**Exercise directions:**
Only the lines from the one holding "spot the cow's face." to the end of the data should be echoed, exactly as they appear, minus the pictures.

**Listing:**
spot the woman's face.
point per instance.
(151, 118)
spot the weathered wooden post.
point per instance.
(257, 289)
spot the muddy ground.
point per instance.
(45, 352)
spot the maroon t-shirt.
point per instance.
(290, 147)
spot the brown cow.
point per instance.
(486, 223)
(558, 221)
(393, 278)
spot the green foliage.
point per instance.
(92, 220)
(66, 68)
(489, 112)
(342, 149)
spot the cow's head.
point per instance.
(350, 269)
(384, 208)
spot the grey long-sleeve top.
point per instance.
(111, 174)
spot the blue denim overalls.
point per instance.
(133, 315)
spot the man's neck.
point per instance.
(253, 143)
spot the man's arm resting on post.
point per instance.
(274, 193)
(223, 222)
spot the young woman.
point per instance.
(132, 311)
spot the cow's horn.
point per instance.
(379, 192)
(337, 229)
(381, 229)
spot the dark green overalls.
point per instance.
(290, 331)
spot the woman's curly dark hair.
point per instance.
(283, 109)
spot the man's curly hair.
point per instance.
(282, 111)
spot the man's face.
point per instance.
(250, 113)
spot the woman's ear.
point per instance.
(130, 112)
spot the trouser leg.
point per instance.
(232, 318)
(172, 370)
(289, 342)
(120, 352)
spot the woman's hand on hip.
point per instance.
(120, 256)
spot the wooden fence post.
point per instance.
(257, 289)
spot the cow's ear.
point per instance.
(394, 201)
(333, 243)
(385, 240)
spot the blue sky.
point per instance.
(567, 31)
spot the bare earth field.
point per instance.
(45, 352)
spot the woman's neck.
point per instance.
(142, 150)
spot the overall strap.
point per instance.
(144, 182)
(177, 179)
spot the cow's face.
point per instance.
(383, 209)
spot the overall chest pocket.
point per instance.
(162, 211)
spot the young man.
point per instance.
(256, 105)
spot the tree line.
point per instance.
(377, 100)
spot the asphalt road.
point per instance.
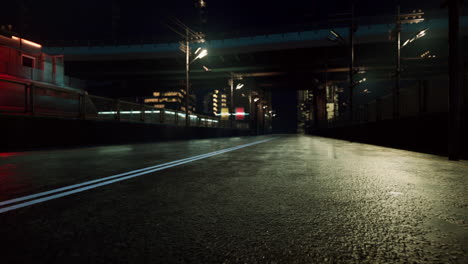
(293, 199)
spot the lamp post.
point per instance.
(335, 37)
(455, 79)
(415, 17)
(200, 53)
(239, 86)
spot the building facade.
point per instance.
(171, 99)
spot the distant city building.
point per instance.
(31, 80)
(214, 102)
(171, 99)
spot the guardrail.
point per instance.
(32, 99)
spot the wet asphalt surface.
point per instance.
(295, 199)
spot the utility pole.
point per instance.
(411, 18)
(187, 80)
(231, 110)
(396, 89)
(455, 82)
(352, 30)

**Problem solution:**
spot the cow's face.
point per instance.
(383, 209)
spot the overall chest pocket.
point per instance.
(162, 211)
spot the young man.
point per instance.
(256, 105)
spot the tree line.
point per instance.
(377, 100)
spot the asphalt road.
point per instance.
(293, 199)
spot the lamp post.
point per instance.
(335, 37)
(455, 79)
(415, 17)
(200, 53)
(239, 86)
spot the building facade.
point per instance.
(171, 99)
spot the distant city building.
point per instance.
(31, 80)
(214, 102)
(171, 99)
spot the guardrail.
point per instance.
(32, 99)
spot the wet asphalt surface.
point per instance.
(295, 199)
spot the utility pole.
point per instance.
(411, 18)
(187, 80)
(231, 110)
(396, 89)
(455, 82)
(352, 30)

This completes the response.